WHAT NEEDS TO BE DONE:
Reproduce all of the records exactly.

DATASET ROWS:
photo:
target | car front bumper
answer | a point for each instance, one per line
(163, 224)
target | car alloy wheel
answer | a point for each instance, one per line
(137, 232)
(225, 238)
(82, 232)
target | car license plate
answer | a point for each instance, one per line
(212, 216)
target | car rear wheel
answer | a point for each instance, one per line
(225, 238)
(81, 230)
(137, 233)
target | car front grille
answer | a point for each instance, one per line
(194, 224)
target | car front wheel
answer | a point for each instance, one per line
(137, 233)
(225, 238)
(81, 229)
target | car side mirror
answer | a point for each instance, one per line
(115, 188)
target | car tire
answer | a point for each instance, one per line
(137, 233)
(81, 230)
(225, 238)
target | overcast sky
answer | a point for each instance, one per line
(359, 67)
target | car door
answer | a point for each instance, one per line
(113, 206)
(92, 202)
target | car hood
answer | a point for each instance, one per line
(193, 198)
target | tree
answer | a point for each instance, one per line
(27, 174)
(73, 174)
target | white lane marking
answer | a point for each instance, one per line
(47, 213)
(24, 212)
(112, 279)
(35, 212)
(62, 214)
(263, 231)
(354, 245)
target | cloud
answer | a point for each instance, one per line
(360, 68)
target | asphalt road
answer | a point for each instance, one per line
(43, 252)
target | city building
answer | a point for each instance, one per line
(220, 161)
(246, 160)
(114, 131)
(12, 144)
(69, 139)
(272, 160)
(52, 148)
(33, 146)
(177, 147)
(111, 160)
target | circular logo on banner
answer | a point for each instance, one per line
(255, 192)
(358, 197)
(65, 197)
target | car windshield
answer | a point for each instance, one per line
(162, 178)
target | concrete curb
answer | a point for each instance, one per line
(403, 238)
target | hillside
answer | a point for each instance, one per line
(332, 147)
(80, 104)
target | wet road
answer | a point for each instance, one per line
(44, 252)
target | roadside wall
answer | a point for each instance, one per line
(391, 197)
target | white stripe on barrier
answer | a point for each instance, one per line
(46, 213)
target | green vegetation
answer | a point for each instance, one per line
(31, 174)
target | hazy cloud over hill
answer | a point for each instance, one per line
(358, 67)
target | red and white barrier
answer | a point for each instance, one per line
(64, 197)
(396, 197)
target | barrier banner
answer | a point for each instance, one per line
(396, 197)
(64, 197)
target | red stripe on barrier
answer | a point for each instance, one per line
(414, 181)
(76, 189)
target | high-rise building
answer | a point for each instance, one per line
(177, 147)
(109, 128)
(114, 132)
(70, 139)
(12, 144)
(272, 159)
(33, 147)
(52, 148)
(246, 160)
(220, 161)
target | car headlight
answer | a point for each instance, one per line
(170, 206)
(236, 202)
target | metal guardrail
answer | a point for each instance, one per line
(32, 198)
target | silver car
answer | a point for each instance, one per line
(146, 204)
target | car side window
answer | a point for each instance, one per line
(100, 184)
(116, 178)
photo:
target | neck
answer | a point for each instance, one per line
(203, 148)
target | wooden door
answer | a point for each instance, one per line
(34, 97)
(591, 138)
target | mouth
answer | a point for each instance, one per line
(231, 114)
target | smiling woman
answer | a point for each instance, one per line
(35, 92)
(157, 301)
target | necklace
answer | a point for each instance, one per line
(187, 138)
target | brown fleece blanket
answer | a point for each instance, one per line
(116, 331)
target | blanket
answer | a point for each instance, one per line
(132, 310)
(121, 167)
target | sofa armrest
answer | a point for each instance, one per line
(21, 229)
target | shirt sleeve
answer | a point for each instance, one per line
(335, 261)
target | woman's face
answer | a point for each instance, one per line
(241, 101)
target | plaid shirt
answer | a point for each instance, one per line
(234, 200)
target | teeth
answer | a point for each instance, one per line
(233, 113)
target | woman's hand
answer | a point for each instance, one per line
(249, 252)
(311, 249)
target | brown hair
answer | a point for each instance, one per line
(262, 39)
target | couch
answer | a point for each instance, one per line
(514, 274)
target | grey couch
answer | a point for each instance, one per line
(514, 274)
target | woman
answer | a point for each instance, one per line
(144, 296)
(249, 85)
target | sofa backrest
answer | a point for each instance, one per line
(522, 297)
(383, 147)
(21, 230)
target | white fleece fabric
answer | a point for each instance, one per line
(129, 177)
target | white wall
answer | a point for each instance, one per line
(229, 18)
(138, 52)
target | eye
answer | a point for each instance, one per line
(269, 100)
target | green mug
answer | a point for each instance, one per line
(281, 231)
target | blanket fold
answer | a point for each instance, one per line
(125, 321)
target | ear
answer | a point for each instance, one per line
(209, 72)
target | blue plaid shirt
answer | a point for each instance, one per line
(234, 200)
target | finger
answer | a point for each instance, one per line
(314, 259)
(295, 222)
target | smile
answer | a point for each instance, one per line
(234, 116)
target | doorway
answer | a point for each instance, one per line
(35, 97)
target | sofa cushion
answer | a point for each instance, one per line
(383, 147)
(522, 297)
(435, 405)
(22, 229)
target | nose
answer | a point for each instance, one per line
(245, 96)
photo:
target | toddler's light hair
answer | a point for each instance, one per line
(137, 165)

SOLUTION FOR THIS PROBLEM:
photo:
target | car front bumper
answer | a point for each instance, one per line
(163, 224)
target | car alloy wheel
answer | a point for each instance, one per line
(137, 232)
(225, 238)
(82, 232)
target | car license plate
answer | a point for each instance, one per line
(212, 216)
target | car rear wheel
answer | a point for each instance, one per line
(225, 238)
(81, 230)
(137, 233)
target | car front grille
answer | a point for each instance, one per line
(194, 224)
target | car front wheel
answer | a point for each instance, one per line
(137, 233)
(225, 238)
(81, 229)
target | car side mirror
answer | a point for each instance, one per line
(115, 188)
target | car tire
answer | a point for each instance, one per line
(137, 233)
(81, 230)
(225, 238)
target | overcast sky
answer | a point for each instance, one per line
(359, 67)
target | car door
answer | a point for each instance, one per line
(113, 206)
(92, 202)
target | car hood
answer | a point for each instance, one per line
(193, 198)
target | tree
answer | a point for each instance, one per line
(27, 174)
(73, 174)
target | white lane marking
answer | a point for each instance, one per line
(47, 213)
(24, 212)
(112, 279)
(35, 212)
(62, 214)
(263, 231)
(354, 245)
target | cloud
answer | a point for each instance, one per line
(360, 68)
target | asphalt road
answer | a point for each instance, one per line
(43, 252)
target | city building
answer | a point for each instance, one per line
(220, 161)
(246, 160)
(114, 131)
(12, 144)
(69, 139)
(272, 160)
(52, 148)
(33, 146)
(177, 147)
(111, 160)
target | circular logo on banner
answer | a point for each instance, one per line
(255, 192)
(358, 197)
(65, 197)
target | car windshield
answer | a point for each instance, one per line
(162, 178)
target | concrete curb
answer | a point for each instance, one per line
(403, 238)
target | hillside
answer | a point for each instance, one per line
(332, 147)
(80, 104)
target | wet road
answer | a point for each instance, one per line
(44, 252)
target | roadside wall
answer | a point for each instance, one per line
(391, 197)
target | white stripe on barrier
answer | a point for each instance, one per line
(46, 213)
target | green vegetation
answer | a point for each instance, one per line
(31, 174)
target | hazy cloud over hill
answer | a point for each instance, one per line
(358, 67)
target | red and white barrier
answer | a point for each instance, one per line
(64, 197)
(396, 197)
target | barrier banner
answer | a point for each instance, one per line
(396, 197)
(64, 197)
target | red stripe on barrier
answer | a point for each instance, one per line
(414, 181)
(76, 189)
target | high-rise building
answer | a point for each instance, one per line
(177, 147)
(109, 128)
(114, 132)
(70, 139)
(12, 144)
(272, 159)
(33, 147)
(52, 148)
(246, 160)
(220, 161)
target | car headlight
answer | a point for each instance, one per line
(170, 206)
(236, 202)
target | metal guardrail
answer | a point for each instance, one per line
(32, 198)
target | silver car
answer | a point for each instance, one per line
(146, 204)
target | car side window
answer | a point for each instance, one per line
(100, 184)
(116, 178)
photo:
target | neck
answer | a point for each instance, one per line
(203, 148)
target | wooden door
answer | a point for each instance, one per line
(34, 97)
(591, 138)
target | mouth
answer | a point for each instance, one per line
(231, 114)
target | smiling woman
answer | a point for each instance, one per line
(35, 92)
(157, 301)
target | necklace
answer | a point for each instance, one per line
(187, 138)
target | brown fleece blanket
answer | a point for each instance, one per line
(116, 331)
target | blanket
answer | a point for each instance, one per line
(132, 310)
(121, 167)
target | sofa armrest
answer | a point for each instance, one per line
(21, 229)
target | shirt sleeve
answer | a point for each instance, one per line
(335, 261)
target | woman's face
answer | a point for each instance, one per line
(241, 101)
target | plaid shirt
answer | a point for each instance, one per line
(234, 200)
target | teeth
answer | a point for each instance, one per line
(233, 113)
target | woman's hand
answer | a point for each instance, one per line
(249, 252)
(311, 249)
target | brown hair
answer | a point for each instance, one per line
(262, 39)
target | couch
answer | a point for each instance, one per line
(514, 274)
target | grey couch
answer | a point for each instance, one per line
(514, 274)
target | woman
answer | a point for each instance, one per line
(144, 296)
(249, 85)
target | sofa backrest
answer | a point for each instance, one per line
(522, 297)
(383, 147)
(21, 230)
target | white fleece fabric
answer | a point for each instance, one per line
(129, 177)
target | white wall
answer | a point for each instance, one per line
(229, 18)
(138, 52)
target | eye
answer | a point for each instance, one per line
(269, 100)
target | green mug
answer | a point for each instance, one per line
(281, 231)
target | blanket fold
answer | a point for each instance, one per line
(125, 321)
target | ear
answer | a point for each instance, one per line
(209, 72)
target | blue plaid shirt
answer | a point for each instance, one per line
(234, 200)
target | finger
answer | a point for each instance, one per line
(314, 259)
(295, 222)
target | smile
answer | a point for each instance, one per line
(234, 116)
target | doorway
answer | a point for each instance, one per line
(35, 97)
target | sofa cushion
answer | a point for each instance, one per line
(383, 147)
(522, 297)
(435, 405)
(22, 229)
target | nose
answer | a point for each instance, one per line
(245, 96)
photo:
target | toddler's light hair
answer | a point for each instance, one per line
(137, 165)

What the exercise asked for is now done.